Put the rows below into a JSON list of strings, one string per line with blank lines left out, beginning at the line that contains "Can you see the black" and stopping after the line that contains "column 1319, row 385".

[Start of Exercise materials]

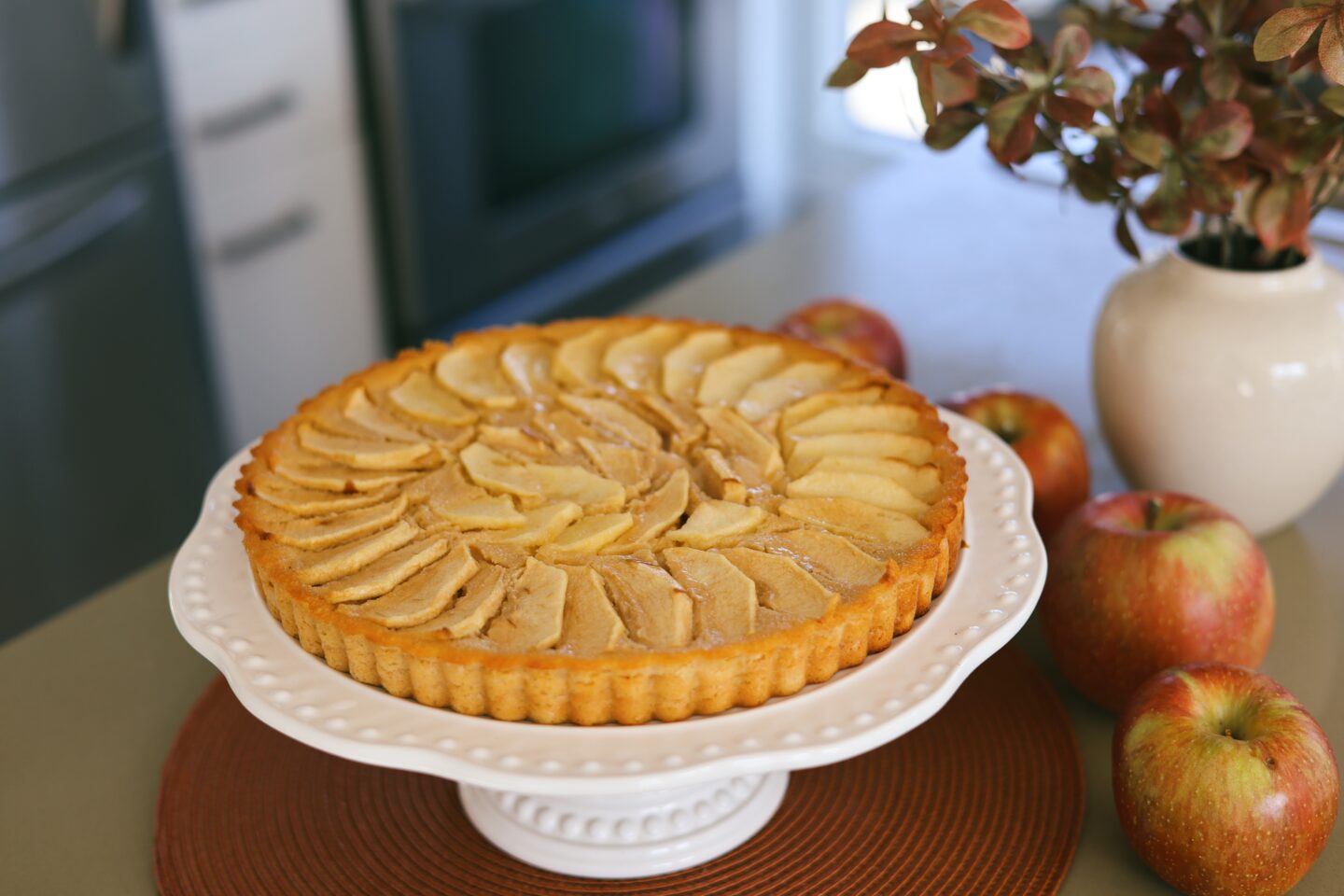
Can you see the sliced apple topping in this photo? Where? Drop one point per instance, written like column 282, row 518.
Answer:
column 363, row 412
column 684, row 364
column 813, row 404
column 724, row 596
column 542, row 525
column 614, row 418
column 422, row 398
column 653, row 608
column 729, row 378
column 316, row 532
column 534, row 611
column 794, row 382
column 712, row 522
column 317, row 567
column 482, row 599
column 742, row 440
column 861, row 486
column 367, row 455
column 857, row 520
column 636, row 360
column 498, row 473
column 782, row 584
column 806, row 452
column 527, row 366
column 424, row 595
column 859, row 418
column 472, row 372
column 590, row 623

[End of Exercise materials]
[Start of Exercise materials]

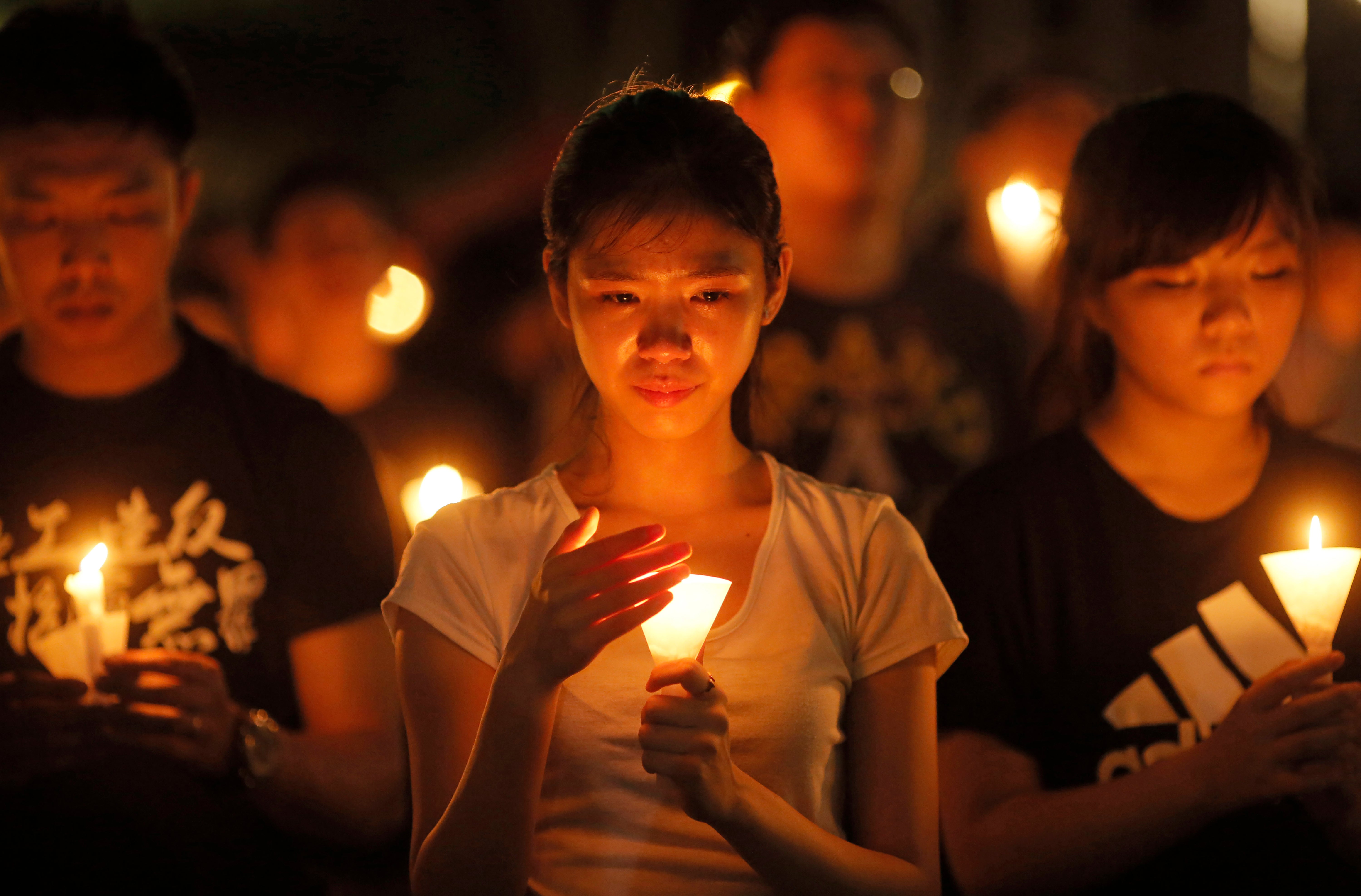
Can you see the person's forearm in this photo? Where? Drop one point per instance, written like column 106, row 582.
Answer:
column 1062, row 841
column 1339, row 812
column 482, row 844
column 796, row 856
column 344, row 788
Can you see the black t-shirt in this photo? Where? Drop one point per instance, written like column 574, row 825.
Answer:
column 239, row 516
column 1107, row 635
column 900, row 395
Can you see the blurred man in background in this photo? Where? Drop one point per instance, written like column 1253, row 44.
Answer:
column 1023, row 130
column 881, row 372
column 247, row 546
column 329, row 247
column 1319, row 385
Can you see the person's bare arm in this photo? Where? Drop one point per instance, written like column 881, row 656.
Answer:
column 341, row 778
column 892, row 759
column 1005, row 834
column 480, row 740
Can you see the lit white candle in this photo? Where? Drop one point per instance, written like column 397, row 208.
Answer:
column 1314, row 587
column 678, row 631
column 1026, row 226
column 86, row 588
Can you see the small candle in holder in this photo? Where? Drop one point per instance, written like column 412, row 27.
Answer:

[End of Exercise materials]

### Complete answer
[
  "Can you see the black t-shirt in this photo? Where? Drop one point per instance, written like column 574, row 825.",
  "Answer:",
  "column 239, row 516",
  "column 1107, row 635",
  "column 900, row 395",
  "Can you see the blurred man in background in this photo? Where? Drop one point per instance, written like column 1253, row 44.",
  "Answer:",
  "column 1023, row 130",
  "column 881, row 372",
  "column 247, row 546",
  "column 329, row 247",
  "column 1319, row 385"
]